EXERCISE BRIEF:
Can you convert every line of the records below into a numbered list, leaving out any blank lines?

- - -

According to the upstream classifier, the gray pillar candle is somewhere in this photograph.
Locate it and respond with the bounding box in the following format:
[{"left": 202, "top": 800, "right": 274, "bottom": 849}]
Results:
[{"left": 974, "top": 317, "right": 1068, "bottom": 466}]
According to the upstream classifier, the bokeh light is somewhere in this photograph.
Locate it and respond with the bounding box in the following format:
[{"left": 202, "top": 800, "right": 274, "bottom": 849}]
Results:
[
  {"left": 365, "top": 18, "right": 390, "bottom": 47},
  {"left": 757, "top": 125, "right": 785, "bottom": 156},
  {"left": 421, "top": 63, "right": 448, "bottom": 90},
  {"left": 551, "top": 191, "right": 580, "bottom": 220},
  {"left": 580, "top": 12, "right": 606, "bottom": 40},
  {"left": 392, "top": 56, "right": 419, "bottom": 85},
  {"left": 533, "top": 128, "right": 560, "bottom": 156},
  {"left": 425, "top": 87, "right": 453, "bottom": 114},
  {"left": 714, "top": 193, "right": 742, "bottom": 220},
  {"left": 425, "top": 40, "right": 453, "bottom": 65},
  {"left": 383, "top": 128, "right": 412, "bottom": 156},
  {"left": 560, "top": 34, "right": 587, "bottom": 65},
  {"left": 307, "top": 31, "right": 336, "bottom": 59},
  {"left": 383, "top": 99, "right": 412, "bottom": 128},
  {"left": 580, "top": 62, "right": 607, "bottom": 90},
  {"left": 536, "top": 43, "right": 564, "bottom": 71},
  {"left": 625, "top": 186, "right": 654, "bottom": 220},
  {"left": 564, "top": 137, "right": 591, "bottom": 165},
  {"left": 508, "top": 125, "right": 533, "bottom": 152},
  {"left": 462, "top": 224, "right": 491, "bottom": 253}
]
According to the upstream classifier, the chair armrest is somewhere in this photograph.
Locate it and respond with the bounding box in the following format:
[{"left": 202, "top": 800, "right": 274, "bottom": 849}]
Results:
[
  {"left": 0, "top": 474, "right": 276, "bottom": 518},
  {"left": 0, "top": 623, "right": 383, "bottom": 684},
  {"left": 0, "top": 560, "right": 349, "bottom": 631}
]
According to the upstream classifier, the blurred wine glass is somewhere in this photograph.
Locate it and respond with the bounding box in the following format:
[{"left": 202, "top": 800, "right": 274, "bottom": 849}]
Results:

- - -

RESPONSE TO THIS EXERCISE:
1. According to the upstream classifier, the gray pillar candle is somewhere in this photograph.
2. Locate it and respond with the bounding box in the following format:
3. [{"left": 202, "top": 800, "right": 274, "bottom": 849}]
4. Results:
5. [{"left": 974, "top": 317, "right": 1068, "bottom": 466}]
6. According to the upstream classifier, the bokeh light is somewhere in this photograph.
7. Locate it and respond with the bounding box in the following format:
8. [{"left": 202, "top": 800, "right": 274, "bottom": 849}]
9. Results:
10. [
11.   {"left": 365, "top": 18, "right": 390, "bottom": 47},
12.   {"left": 757, "top": 125, "right": 785, "bottom": 156},
13.   {"left": 421, "top": 63, "right": 448, "bottom": 90},
14.   {"left": 551, "top": 191, "right": 580, "bottom": 220},
15.   {"left": 580, "top": 12, "right": 606, "bottom": 40},
16.   {"left": 392, "top": 56, "right": 419, "bottom": 85},
17.   {"left": 533, "top": 128, "right": 560, "bottom": 156},
18.   {"left": 425, "top": 87, "right": 453, "bottom": 114},
19.   {"left": 714, "top": 193, "right": 742, "bottom": 220},
20.   {"left": 425, "top": 40, "right": 453, "bottom": 65},
21.   {"left": 383, "top": 128, "right": 412, "bottom": 156},
22.   {"left": 560, "top": 34, "right": 587, "bottom": 65},
23.   {"left": 307, "top": 31, "right": 336, "bottom": 59},
24.   {"left": 383, "top": 99, "right": 412, "bottom": 128},
25.   {"left": 580, "top": 62, "right": 607, "bottom": 90},
26.   {"left": 536, "top": 43, "right": 564, "bottom": 71},
27.   {"left": 625, "top": 186, "right": 654, "bottom": 220},
28.   {"left": 564, "top": 137, "right": 591, "bottom": 165},
29.   {"left": 508, "top": 125, "right": 533, "bottom": 152},
30.   {"left": 462, "top": 224, "right": 491, "bottom": 253}
31. ]
32. According to the upstream classifier, the chair armrest is somewhere in this photograph.
33. Locate it and respond with the bounding box in the following format:
34. [{"left": 202, "top": 800, "right": 274, "bottom": 849}]
35. Results:
36. [
37.   {"left": 0, "top": 474, "right": 276, "bottom": 518},
38.   {"left": 0, "top": 623, "right": 383, "bottom": 684},
39.   {"left": 0, "top": 560, "right": 349, "bottom": 631}
40. ]
41. According to the upstream classifier, the blurred wine glass is somewhere in this photograph.
42. Locate it and respond with the bounding box in the following format:
43. [{"left": 202, "top": 800, "right": 274, "bottom": 849}]
44. Results:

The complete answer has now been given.